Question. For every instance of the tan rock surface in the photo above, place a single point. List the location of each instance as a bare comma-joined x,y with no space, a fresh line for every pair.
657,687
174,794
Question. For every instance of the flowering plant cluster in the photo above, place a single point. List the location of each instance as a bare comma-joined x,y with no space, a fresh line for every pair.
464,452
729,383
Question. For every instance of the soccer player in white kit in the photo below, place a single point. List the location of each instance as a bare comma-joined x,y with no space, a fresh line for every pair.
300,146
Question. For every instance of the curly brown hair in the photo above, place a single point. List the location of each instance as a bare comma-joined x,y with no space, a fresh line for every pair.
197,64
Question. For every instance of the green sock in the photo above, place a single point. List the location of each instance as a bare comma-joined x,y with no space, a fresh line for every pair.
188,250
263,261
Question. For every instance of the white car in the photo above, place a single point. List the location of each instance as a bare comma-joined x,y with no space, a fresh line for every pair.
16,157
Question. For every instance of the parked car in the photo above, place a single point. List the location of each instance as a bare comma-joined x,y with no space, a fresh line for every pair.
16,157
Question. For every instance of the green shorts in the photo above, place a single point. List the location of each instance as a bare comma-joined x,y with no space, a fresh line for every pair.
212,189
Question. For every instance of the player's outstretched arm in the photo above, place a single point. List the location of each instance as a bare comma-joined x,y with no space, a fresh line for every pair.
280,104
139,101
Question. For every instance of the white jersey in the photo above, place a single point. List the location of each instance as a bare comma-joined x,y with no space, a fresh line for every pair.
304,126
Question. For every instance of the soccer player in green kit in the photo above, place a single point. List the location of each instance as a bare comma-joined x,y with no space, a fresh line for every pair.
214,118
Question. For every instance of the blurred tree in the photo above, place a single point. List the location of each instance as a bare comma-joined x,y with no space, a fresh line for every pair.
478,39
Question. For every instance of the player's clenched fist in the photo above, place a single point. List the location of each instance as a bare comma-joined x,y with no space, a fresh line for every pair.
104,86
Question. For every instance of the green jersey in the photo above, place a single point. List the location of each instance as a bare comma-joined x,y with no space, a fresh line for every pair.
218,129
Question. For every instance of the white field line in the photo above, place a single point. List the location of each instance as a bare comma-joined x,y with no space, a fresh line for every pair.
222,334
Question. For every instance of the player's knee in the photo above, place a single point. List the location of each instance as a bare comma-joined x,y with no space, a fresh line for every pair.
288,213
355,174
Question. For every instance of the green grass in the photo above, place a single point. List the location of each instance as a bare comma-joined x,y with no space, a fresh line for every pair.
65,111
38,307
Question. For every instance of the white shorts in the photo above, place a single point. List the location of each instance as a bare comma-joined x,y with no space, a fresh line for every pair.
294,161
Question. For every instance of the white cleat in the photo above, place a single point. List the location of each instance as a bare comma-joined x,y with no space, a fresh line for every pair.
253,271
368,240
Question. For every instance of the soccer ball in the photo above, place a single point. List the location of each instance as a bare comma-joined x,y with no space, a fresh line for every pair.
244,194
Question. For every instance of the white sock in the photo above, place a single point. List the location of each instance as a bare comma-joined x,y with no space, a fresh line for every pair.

#### Task objective:
Turn the listing above into a JSON array of strings, with each line as its own string and blank lines omitted.

#### Answer for the task:
[
  "Question. For every instance of the tan rock surface in the photo above, place a single point. List the location of each instance as a bare comma-joined x,y with no space, a fresh line for every pair.",
  "657,687",
  "174,794",
  "Question. For every instance of the flowering plant cluster in the photo above, place a single point. List the location of each instance as a bare comma-joined x,y with no space, a fresh line for every pair.",
  "464,452",
  "729,383",
  "Question. For every instance of the soccer player in white kit in the photo below, place a single point. List the location of each instance as a bare comma-joined x,y with no space, a fresh line for every pair.",
  "300,146",
  "Question. For every instance of the curly brown hair in the photo above, place a single point. List the location of each instance as a bare comma-joined x,y with no space, a fresh line for every pair.",
  "197,64",
  "Question. For every instance of the green sock in the photo above, place a single point. List the location of each instance as a bare comma-joined x,y with no space, a fresh line for every pair.",
  "188,250",
  "263,261",
  "Question. For every instance of the white car in the photo above, place a single point. List the location of each instance as a bare comma-joined x,y with no space, a fresh line for every pair.",
  "16,157",
  "Question. For every instance of the parked car in the photo above, place a single point. List the location of each instance as a bare comma-joined x,y with no space, a fresh line for every pair.",
  "16,157",
  "Question. For every instance of the green shorts in the photo above, place a single point. List the location of each instance as a bare comma-joined x,y with no space, a fresh line for every pair.",
  "212,189",
  "Question. For every instance of the player's outstretched arm in the photo above, place a single point. List the location of each instance as a bare comma-joined x,y with no space, a fresh line for every pair.",
  "280,104",
  "139,101",
  "Question. For every instance of the white jersey in the photo above, place a single point. List the location of each instance as a bare comma-joined x,y with no space, a fresh line for every pair.",
  "304,126",
  "Question. For every instance of the soccer player in green kit in the photo above, place a single point. List the location of each instance as a bare comma-joined x,y with no space, a fresh line for every pair.",
  "214,118",
  "Question. For every instance of the blurred tree in the photo above, place a single point. List the location of each instance as a bare comma-joined x,y with no space, a fresh line for every pair.",
  "478,39",
  "Question. For every instance of the player's clenched fist in the photo above, place a single point. List the location of each instance as a bare comma-joined x,y with no space, a fresh line for every pair.",
  "104,86",
  "Question. For every instance of the green jersey in the photo above, place a single point. List the location of each instance as a bare comma-joined x,y with no space, a fresh line for every pair.",
  "218,129",
  "Question. For every instance of the white field line in the photo above, place a single point. List the location of each instance as a bare comma-joined x,y with no space, a fresh line for every pair.",
  "222,334",
  "Question. For every instance of the player's knee in the photo above, place a single point. List the location of each instance as a bare comma-joined x,y with no space, a fresh line for every pair.",
  "288,213",
  "355,174",
  "Question. For every instance of the green grass in the photo above, place a single point. List the location of each instance as a bare comma-joined x,y with no space, a fresh line for every pair.",
  "65,111",
  "38,307",
  "Question. For every instance of the white shorts in the photo above, place a single point. List the location of each instance as a bare comma-joined x,y with no space, a fresh line for every pair.",
  "294,161",
  "Question. For every instance of the white cleat in the photo above, place a single point. List the location of each instance as a bare comma-joined x,y with no space, a fresh line for every pair.",
  "253,271",
  "368,240",
  "Question. For every instance of the soccer ball in the photo above, place a single point. List the location of each instance as a bare comma-joined x,y with no space, a fresh line for every pair.",
  "244,194",
  "Question. For every instance of the white sock in the photo above, place a single point. List the location of each instance as a bare comma-joined x,y with no space, a fresh line for every pair."
]